**WHAT YOU ARE ASKED TO DO**
Lines with the word "sign" in them are the ones to copy from the records.

[Point localization data]
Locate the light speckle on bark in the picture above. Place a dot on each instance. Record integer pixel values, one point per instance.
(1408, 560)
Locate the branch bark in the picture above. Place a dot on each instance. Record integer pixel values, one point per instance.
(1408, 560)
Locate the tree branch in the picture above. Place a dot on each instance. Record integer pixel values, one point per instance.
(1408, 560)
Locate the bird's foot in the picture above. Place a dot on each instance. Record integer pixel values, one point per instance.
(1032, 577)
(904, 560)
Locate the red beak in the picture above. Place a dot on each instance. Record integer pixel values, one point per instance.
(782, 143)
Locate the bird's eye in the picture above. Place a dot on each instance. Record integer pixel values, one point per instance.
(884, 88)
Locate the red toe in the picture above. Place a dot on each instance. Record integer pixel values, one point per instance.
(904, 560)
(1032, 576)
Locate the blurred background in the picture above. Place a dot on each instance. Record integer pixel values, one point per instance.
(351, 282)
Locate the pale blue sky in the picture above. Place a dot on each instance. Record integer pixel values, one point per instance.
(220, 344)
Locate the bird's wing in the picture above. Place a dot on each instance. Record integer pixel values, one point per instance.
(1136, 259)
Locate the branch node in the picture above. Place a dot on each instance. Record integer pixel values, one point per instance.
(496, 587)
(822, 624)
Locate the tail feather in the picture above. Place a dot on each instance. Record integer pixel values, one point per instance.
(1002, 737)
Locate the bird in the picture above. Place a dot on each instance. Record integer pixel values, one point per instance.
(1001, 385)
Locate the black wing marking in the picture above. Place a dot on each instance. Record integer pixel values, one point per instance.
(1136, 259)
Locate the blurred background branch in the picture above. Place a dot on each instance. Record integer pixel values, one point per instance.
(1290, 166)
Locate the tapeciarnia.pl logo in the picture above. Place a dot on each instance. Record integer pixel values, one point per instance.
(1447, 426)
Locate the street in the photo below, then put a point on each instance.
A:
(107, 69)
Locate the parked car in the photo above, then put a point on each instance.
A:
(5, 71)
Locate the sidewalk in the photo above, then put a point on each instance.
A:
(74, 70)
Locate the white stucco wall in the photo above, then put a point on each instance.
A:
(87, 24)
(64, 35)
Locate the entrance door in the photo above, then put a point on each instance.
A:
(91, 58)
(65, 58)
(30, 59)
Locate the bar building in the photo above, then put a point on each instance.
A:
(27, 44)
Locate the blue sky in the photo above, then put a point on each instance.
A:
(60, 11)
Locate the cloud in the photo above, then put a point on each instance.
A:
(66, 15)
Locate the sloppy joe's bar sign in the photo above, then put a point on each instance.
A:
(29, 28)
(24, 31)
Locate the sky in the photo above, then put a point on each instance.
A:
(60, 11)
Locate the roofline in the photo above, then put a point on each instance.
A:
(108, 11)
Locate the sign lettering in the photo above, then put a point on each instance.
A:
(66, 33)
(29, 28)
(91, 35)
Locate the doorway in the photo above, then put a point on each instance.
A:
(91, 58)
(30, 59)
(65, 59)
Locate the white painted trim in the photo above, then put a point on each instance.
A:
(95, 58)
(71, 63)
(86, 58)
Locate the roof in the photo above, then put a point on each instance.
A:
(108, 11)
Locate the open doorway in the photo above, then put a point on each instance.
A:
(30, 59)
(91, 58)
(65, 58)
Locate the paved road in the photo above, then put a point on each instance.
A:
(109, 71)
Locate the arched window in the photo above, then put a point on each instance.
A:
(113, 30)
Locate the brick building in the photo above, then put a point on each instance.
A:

**OUTPUT OF THE TASK**
Locate the sloppy joe's bar sign in the photo above, then put a point on each instance.
Locate the sign lettering in the photo above, then put a point on each instance.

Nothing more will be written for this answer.